[[ Material provided, beginning ]]

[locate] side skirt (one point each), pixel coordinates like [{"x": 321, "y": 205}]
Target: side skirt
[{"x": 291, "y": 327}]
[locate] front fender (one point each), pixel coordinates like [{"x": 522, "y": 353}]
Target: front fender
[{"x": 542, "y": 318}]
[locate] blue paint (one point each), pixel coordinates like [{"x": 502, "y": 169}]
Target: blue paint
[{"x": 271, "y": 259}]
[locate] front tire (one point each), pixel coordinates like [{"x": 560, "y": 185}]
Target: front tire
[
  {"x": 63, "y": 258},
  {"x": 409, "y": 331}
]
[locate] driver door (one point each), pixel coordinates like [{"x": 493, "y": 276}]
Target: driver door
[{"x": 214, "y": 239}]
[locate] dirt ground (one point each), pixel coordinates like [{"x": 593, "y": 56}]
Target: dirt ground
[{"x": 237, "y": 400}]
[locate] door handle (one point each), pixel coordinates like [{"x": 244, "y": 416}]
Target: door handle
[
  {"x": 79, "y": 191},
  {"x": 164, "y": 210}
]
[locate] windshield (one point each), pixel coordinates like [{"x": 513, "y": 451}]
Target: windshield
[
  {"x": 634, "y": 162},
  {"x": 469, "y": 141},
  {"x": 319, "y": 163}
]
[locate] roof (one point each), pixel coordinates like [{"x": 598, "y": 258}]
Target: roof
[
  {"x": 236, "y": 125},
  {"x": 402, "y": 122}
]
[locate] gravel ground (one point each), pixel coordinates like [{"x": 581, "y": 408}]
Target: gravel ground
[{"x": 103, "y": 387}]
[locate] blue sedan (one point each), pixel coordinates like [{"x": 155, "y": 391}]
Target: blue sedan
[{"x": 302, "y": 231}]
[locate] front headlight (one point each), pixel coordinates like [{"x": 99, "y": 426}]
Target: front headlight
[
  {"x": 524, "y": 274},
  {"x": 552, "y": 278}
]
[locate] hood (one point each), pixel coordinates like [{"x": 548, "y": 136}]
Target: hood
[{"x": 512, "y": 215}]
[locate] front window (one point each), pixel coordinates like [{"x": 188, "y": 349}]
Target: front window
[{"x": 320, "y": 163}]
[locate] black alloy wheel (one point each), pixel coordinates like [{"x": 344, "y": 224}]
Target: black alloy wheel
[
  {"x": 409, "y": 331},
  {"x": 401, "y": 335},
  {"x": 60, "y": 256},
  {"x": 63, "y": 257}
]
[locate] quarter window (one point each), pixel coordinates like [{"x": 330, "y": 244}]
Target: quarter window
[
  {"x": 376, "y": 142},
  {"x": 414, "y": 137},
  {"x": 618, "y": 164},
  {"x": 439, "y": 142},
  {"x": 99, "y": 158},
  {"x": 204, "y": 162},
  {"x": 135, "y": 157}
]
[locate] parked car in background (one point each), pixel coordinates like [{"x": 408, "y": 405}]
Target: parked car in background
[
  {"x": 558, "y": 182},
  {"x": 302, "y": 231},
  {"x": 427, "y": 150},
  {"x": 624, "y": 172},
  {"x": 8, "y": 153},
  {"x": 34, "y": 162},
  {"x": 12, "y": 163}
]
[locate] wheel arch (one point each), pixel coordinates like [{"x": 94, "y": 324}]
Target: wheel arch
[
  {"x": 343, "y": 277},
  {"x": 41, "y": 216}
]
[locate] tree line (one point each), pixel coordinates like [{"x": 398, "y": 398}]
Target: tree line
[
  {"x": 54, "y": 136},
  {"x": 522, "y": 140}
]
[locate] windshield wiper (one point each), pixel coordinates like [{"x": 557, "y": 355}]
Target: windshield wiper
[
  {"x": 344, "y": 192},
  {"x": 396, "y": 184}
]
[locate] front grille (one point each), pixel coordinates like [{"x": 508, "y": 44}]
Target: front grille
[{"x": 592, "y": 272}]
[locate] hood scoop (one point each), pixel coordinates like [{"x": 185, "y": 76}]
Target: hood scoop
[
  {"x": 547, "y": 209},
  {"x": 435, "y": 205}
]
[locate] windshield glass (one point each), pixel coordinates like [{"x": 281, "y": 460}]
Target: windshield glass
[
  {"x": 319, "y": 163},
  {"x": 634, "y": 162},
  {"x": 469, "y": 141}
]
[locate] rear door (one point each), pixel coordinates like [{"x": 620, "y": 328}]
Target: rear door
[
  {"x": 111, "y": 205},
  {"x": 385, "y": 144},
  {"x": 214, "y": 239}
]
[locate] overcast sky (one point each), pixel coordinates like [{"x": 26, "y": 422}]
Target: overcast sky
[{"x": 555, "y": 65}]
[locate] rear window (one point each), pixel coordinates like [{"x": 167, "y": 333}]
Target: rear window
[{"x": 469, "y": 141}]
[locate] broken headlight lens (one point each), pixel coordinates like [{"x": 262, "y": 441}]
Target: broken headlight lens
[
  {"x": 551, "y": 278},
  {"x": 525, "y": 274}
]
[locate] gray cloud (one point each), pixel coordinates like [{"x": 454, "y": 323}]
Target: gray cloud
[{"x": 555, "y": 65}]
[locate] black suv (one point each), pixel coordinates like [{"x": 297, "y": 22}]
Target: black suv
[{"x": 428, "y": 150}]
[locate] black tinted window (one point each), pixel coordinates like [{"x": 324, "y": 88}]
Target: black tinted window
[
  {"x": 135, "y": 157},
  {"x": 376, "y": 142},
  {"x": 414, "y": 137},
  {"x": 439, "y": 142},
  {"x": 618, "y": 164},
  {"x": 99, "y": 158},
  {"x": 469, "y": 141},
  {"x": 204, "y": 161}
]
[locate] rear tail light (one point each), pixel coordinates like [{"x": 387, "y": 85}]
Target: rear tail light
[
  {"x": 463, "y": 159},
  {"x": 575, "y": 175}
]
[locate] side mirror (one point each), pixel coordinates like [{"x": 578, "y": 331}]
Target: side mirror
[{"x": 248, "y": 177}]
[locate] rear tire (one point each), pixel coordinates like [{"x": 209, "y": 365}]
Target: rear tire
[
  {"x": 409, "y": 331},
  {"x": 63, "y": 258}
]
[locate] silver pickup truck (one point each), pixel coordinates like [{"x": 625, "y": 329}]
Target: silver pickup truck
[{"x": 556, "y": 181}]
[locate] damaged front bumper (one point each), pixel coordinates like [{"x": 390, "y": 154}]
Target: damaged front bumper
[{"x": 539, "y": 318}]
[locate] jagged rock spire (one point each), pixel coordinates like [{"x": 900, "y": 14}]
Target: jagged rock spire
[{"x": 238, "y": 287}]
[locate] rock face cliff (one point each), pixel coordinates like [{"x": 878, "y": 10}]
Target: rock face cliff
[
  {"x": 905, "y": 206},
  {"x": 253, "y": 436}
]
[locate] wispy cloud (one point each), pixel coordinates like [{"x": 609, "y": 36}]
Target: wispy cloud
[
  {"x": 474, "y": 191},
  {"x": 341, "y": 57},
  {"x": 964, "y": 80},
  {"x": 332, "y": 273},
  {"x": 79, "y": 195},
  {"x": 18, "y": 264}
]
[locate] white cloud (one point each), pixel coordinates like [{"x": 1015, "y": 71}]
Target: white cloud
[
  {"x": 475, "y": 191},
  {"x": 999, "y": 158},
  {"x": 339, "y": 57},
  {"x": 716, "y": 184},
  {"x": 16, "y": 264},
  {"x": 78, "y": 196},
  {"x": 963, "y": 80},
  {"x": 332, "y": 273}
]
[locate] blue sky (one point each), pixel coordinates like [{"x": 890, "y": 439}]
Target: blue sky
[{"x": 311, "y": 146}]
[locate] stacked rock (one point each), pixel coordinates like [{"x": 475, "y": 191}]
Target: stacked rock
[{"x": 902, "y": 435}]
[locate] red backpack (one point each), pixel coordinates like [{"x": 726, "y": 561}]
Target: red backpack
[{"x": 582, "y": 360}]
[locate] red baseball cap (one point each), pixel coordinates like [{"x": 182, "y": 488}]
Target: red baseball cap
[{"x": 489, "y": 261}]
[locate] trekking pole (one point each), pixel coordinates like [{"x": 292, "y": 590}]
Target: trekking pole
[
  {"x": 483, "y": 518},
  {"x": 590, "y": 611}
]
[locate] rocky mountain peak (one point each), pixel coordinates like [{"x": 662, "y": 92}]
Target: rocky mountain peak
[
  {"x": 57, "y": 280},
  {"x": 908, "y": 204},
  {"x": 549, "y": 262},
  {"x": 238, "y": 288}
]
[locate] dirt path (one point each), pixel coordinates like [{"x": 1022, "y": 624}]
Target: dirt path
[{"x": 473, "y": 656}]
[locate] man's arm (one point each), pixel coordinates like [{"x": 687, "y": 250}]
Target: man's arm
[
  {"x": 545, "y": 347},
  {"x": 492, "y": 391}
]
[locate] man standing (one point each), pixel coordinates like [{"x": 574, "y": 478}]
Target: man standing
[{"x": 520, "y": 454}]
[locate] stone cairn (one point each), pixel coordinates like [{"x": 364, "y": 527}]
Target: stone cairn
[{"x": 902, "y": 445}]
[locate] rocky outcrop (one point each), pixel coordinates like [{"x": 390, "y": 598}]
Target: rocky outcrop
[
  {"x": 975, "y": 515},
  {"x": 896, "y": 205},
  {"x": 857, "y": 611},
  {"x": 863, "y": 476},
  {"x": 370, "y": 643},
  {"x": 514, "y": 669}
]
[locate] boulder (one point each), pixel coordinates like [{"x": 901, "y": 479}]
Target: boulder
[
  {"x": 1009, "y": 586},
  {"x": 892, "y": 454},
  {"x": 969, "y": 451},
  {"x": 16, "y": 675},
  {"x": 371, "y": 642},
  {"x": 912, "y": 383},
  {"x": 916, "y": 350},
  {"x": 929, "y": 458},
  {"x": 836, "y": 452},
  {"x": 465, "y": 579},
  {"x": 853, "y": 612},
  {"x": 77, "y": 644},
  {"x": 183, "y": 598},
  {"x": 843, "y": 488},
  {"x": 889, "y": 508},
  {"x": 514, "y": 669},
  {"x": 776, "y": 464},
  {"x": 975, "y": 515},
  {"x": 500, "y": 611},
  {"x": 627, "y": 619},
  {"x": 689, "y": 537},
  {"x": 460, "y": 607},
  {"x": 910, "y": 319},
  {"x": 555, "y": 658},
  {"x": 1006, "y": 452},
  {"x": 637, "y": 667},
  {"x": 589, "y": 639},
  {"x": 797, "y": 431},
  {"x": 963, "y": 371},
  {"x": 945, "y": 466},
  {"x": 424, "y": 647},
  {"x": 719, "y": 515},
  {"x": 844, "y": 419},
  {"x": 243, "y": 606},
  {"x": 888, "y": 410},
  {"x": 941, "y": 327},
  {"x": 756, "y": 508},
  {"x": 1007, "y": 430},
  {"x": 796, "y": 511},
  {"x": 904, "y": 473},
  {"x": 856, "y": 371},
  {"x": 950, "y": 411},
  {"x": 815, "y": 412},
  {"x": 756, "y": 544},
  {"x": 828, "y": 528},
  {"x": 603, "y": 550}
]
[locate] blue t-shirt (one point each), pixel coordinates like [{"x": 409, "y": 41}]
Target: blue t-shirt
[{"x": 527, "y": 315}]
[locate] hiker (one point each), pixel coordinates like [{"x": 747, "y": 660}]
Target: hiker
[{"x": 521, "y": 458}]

[[ Material provided, end ]]

● **Required work**:
In the listing above, find the line containing "[locate] hood (one" and the line containing "[locate] black alloy", then repeat those two lines and everything between them exactly.

● **Answer box**:
[locate] hood (one point each), pixel coordinates like [{"x": 548, "y": 136}]
Target: hood
[{"x": 512, "y": 215}]
[locate] front window (one point each), pixel coordinates like [{"x": 188, "y": 349}]
Target: front window
[{"x": 320, "y": 163}]
[locate] black alloy wheel (one point each), pixel coordinates like [{"x": 344, "y": 224}]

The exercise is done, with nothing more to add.